● Excerpted records
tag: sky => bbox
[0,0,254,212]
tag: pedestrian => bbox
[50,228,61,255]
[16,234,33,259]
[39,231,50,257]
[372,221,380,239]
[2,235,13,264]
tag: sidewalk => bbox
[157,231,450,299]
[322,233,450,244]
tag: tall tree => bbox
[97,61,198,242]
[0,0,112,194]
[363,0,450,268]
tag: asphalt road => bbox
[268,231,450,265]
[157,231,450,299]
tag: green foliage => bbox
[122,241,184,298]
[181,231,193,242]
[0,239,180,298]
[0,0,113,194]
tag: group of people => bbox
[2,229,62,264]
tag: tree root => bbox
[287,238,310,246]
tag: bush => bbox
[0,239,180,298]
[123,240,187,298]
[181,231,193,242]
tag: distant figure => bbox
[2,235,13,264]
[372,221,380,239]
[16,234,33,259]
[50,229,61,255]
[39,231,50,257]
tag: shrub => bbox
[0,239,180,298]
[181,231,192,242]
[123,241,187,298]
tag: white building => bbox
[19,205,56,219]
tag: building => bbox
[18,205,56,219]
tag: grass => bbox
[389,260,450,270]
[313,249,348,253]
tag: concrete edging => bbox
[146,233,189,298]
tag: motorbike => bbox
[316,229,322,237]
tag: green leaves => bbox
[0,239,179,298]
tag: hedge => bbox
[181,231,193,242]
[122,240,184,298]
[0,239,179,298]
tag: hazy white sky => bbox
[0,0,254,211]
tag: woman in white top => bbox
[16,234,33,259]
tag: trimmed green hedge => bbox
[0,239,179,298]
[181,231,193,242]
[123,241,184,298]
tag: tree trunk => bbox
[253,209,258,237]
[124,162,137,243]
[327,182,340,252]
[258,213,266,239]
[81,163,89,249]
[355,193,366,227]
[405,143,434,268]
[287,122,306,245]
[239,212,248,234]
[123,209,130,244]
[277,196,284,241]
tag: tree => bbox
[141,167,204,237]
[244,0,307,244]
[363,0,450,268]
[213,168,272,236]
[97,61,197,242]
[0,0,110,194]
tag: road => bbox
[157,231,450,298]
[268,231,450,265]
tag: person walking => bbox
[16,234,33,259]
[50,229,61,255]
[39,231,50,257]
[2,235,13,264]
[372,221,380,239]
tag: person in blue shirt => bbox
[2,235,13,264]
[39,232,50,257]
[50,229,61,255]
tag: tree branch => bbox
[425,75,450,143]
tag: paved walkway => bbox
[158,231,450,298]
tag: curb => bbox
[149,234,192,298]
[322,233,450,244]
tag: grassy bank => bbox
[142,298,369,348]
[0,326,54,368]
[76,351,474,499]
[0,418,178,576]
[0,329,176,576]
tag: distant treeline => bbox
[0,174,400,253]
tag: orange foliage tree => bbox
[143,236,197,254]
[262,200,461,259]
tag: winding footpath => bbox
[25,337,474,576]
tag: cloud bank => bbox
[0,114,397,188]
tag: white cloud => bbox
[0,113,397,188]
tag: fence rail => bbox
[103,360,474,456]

● Problem to work on
Copy out each record exactly as given, omitting none.

● Right answer
tag: sky => bbox
[0,0,254,212]
tag: pedestrian => bbox
[50,228,61,255]
[16,234,33,259]
[39,231,50,257]
[372,221,380,239]
[2,235,13,264]
tag: sidewalk => bbox
[157,231,450,299]
[322,233,450,244]
tag: tall tree => bbox
[97,61,198,242]
[0,0,112,194]
[363,0,450,268]
tag: asphalt road => bbox
[268,231,450,265]
[157,231,450,299]
tag: green foliage => bbox
[122,241,184,298]
[181,231,193,242]
[0,239,180,298]
[0,0,113,194]
tag: group of people => bbox
[2,229,62,264]
tag: tree root => bbox
[287,238,310,246]
tag: bush => bbox
[0,239,180,298]
[123,240,187,298]
[181,231,193,242]
tag: distant figure => bbox
[2,235,13,264]
[372,221,380,239]
[16,234,33,259]
[50,229,61,255]
[39,231,50,257]
tag: shrub => bbox
[0,239,180,298]
[181,231,192,242]
[123,241,187,298]
tag: white building => bbox
[19,205,56,219]
tag: building => bbox
[18,205,56,219]
tag: grass => bbox
[389,260,450,270]
[313,249,348,253]
tag: concrete edging => bbox
[146,233,189,298]
tag: motorbike => bbox
[316,229,322,237]
tag: green leaves => bbox
[0,239,179,298]
tag: hedge => bbox
[181,231,193,242]
[122,240,184,298]
[0,239,179,298]
tag: hazy white sky => bbox
[0,0,254,211]
tag: woman in white top => bbox
[16,234,33,259]
tag: trimmed green hedge => bbox
[0,239,179,298]
[181,231,193,242]
[123,241,184,298]
tag: tree trunk => bbox
[253,209,258,237]
[124,162,137,243]
[327,182,340,252]
[258,213,266,239]
[81,163,89,249]
[355,193,366,227]
[405,143,434,268]
[287,122,306,245]
[239,212,248,234]
[123,209,130,244]
[277,196,284,241]
tag: tree => bbox
[141,167,204,237]
[244,0,307,244]
[363,0,450,268]
[213,168,272,236]
[97,61,197,242]
[0,0,110,194]
tag: road => bbox
[157,231,450,298]
[268,231,450,265]
tag: person walking => bbox
[16,234,33,259]
[50,229,61,255]
[39,231,50,257]
[2,235,13,264]
[372,221,380,239]
tag: person in blue shirt => bbox
[2,235,13,264]
[39,232,50,257]
[50,229,61,255]
tag: tree branch => bbox
[425,75,450,143]
tag: paved walkway => bbox
[158,231,450,298]
tag: curb => bbox
[149,234,192,298]
[322,233,450,244]
tag: grassy bank => bbox
[142,298,369,348]
[0,326,54,368]
[76,351,474,499]
[0,418,178,576]
[0,329,176,576]
tag: distant treeline => bbox
[0,174,400,253]
tag: orange foliage tree => bbox
[143,236,197,254]
[262,200,461,259]
tag: winding footpath => bbox
[25,337,474,576]
tag: cloud bank => bbox
[0,114,397,188]
tag: white cloud => bbox
[0,113,397,188]
tag: fence rail => bbox
[103,360,474,456]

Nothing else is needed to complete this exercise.